MIT researcher Michael Strano, previously involved in projects like thermopower waves, carbon nanotube energy storage and others related to carbon nanotubes, discovered a new type of all-carbon solar cell made from buckyballs (aka C60). Strano’s new cells are sensitive to the near-infrared spectrum of light, which makes up to 40% of the solar energy hitting our planet.
In his approach, Strano and his team used high-purity carbon nanotubes and buckyballs (carbon molecules resembling soccer balls). “It has only been within the last few years or so that it has been possible to hand someone a vial of just one type of carbon nanotube,” he says.
So far, the conversion efficiency of these infrared solar cells has been very low, only 0.1 percent. However, postdoc and co-author Kevin Tvrdy already identified two key inefficiency sources: the use of heterogenous nanotube mixtures and materials that contain a mix of single-walled and multiwalled nanotubes.
Strano’s nanotube solar cells are transparent to the invisible light, thus the technology could be used to equip already-made solar cells, without much of an effort. Furthermore, carbon nanotubes have high porosity, allowing them to capture very large amounts of light on a small surface. The new solar cells are also the first cells to be made entirely from carbon, with no polymers attached to them, like older carbon cells had.
As I said earlier, 40 percent of Earth’s solar power share is lost as heat when it hits solar panels. The need for cheap photovoltaics is higher with each year, and the infrared spectrum has to be harnessed in order for solar cells to become competitive with coal or gas on a large scale.

--- --- ---

» Exercise A
What conversion efficiency have the infrared solar cells reached so far, according to the article on all-carbon solar cells?
» Exercise B
List every property of the new cells that the article on all-carbon solar cells gives in the paragraph beginning "Strano's nanotube solar cells are transparent to the invisible light."
The lines that come next are separate material, unrelated to the article on all-carbon solar cells.

» Data shown
--- --- ---

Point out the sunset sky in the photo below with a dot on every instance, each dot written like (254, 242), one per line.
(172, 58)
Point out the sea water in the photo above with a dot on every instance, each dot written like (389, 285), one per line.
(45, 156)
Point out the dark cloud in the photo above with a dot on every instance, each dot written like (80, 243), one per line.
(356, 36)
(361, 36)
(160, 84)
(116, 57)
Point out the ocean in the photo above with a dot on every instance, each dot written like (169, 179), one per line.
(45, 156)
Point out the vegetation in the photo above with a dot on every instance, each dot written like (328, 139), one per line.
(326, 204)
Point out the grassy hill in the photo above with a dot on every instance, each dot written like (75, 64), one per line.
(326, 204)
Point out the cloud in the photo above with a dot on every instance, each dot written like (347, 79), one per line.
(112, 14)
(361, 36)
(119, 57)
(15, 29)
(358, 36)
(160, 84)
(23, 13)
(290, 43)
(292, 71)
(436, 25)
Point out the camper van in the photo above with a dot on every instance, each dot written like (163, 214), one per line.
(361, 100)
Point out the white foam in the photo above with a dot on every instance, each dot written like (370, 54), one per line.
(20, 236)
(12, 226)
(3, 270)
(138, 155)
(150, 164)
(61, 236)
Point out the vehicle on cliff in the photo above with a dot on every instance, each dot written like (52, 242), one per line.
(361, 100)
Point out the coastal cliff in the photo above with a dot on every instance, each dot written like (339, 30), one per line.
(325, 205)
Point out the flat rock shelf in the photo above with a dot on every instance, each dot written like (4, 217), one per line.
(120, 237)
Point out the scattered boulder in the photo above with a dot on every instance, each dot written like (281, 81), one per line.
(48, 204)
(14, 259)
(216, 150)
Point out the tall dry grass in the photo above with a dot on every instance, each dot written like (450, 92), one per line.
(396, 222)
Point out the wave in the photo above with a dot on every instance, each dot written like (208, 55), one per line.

--- --- ---

» Answer A
Only 0.1 percent.

» Answer B
- They are transparent to the invisible light, so they could be fitted to existing solar cells without much effort.
- Their carbon nanotubes have high porosity, which lets them capture very large amounts of light on a small surface.
- They are the first cells made entirely from carbon, with no polymers attached.